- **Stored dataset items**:

-- Start --

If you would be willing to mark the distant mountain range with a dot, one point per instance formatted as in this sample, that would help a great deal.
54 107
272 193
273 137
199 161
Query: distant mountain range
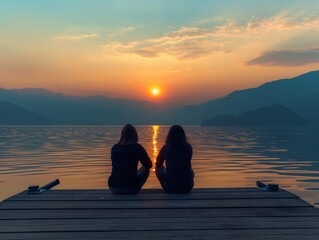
13 114
83 110
300 94
271 115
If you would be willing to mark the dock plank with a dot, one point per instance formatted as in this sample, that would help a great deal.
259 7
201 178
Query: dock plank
104 196
244 213
260 234
151 224
176 204
159 213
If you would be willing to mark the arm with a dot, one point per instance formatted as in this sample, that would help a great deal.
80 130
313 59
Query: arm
145 159
161 157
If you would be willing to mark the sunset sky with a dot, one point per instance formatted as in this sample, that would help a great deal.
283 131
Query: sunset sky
192 51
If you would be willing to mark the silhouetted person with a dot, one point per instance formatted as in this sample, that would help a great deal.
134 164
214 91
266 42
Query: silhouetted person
178 176
125 155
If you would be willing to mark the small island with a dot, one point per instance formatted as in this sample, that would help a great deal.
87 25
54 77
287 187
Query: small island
270 115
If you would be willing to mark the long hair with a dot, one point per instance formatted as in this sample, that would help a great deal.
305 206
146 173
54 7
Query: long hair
176 137
128 135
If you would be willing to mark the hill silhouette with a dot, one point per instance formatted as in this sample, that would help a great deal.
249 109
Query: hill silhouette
84 110
270 115
16 115
300 94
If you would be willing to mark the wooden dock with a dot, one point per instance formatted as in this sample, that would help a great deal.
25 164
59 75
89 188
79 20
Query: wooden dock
235 213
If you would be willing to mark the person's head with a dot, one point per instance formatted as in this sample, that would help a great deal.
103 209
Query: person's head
176 136
128 135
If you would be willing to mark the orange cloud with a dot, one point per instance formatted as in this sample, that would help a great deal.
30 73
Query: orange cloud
76 37
189 43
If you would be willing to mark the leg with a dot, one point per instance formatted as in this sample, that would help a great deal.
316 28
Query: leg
161 175
142 175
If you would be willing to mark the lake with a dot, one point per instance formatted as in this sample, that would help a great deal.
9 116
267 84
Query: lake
223 156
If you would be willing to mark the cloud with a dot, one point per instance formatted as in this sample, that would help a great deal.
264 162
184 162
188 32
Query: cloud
121 31
76 37
287 58
187 43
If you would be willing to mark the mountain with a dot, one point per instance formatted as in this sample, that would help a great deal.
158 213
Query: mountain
270 115
300 94
11 114
84 110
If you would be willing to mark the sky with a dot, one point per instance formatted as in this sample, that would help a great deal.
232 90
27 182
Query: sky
191 51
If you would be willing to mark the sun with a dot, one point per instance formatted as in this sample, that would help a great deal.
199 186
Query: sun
155 91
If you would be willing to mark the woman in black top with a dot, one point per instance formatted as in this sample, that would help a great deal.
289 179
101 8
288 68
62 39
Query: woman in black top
178 176
125 155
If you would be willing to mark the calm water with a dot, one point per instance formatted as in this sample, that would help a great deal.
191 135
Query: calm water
223 156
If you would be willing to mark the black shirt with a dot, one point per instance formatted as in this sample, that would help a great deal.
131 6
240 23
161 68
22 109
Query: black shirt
125 160
179 171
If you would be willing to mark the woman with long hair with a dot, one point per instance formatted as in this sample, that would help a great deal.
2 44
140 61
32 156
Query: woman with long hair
177 176
125 155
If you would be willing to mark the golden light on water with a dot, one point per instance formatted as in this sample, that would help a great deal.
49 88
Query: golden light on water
154 142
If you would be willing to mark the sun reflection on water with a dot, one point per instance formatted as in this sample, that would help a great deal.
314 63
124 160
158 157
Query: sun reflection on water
154 142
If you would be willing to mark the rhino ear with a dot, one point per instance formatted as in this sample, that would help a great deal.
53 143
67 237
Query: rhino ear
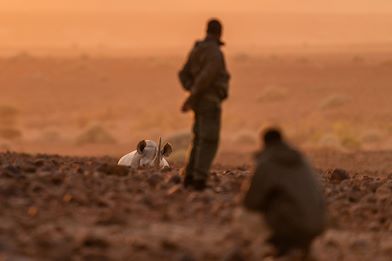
141 146
167 150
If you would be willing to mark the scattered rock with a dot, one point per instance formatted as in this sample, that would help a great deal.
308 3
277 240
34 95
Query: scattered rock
338 175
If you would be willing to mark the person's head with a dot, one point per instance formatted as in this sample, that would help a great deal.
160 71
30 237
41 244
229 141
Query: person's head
272 136
214 28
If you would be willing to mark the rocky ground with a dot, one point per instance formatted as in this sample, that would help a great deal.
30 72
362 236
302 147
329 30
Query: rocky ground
74 208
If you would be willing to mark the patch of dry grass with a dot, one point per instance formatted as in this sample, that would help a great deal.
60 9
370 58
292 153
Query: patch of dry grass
333 101
10 133
272 94
96 134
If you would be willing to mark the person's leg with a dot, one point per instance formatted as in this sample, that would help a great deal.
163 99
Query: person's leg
188 179
208 129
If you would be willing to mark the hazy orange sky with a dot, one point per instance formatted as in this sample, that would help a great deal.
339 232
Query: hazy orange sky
362 6
161 25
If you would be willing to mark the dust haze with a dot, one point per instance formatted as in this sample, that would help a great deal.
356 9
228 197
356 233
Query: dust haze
89 79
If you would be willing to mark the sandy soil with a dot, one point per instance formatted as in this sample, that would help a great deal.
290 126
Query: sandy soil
86 208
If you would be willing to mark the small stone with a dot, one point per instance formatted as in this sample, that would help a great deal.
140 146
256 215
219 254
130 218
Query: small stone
176 179
338 175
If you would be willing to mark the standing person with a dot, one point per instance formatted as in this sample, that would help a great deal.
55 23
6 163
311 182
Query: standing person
286 190
205 76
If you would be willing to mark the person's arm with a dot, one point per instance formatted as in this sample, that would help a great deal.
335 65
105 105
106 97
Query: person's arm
185 75
209 72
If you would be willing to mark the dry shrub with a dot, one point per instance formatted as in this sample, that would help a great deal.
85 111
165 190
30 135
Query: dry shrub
347 136
242 58
272 93
5 147
245 138
50 136
9 133
95 135
178 156
82 122
372 136
329 140
179 140
333 101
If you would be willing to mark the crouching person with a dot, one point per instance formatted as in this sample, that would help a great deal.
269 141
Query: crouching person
286 190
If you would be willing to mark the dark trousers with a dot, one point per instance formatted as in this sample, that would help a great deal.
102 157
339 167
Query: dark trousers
206 131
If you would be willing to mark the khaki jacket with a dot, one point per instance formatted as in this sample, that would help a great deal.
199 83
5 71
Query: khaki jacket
285 188
205 74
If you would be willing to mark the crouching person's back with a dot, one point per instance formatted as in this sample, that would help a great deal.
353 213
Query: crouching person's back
286 190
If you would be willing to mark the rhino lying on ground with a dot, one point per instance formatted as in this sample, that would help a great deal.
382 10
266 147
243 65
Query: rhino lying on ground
147 154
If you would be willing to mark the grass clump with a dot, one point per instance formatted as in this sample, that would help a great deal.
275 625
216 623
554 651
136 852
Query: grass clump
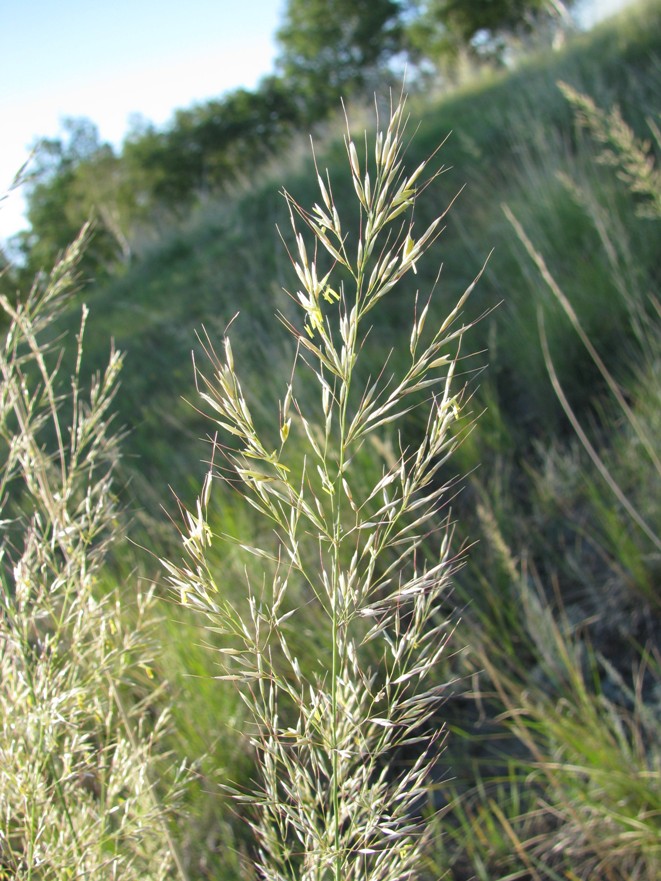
335 800
78 750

-- End --

- **TASK REQUIREMENTS**:
Extract, verbatim and alone, the lines from the line that contains "If you would be willing to mark the crouching person's" to the last line of the records, inclusive; drop any picture.

- **FINISHED ANSWER**:
If you would be willing to mark the crouching person's back with a dot, one point per instance formatted as in this sample, that would help a great deal.
353 213
Query: crouching person's back
286 190
If you would be willing to mark the rhino lying on ground with a dot, one point per instance formatted as in this sample, that would help a great deal.
382 10
266 147
243 65
Query: rhino lying on ground
147 154
If you would be willing to mark the grass clump with a dot, one point per instance formatted as in this sample, that would help a great deal.
275 625
216 623
554 651
136 852
Query: grass clump
335 800
78 750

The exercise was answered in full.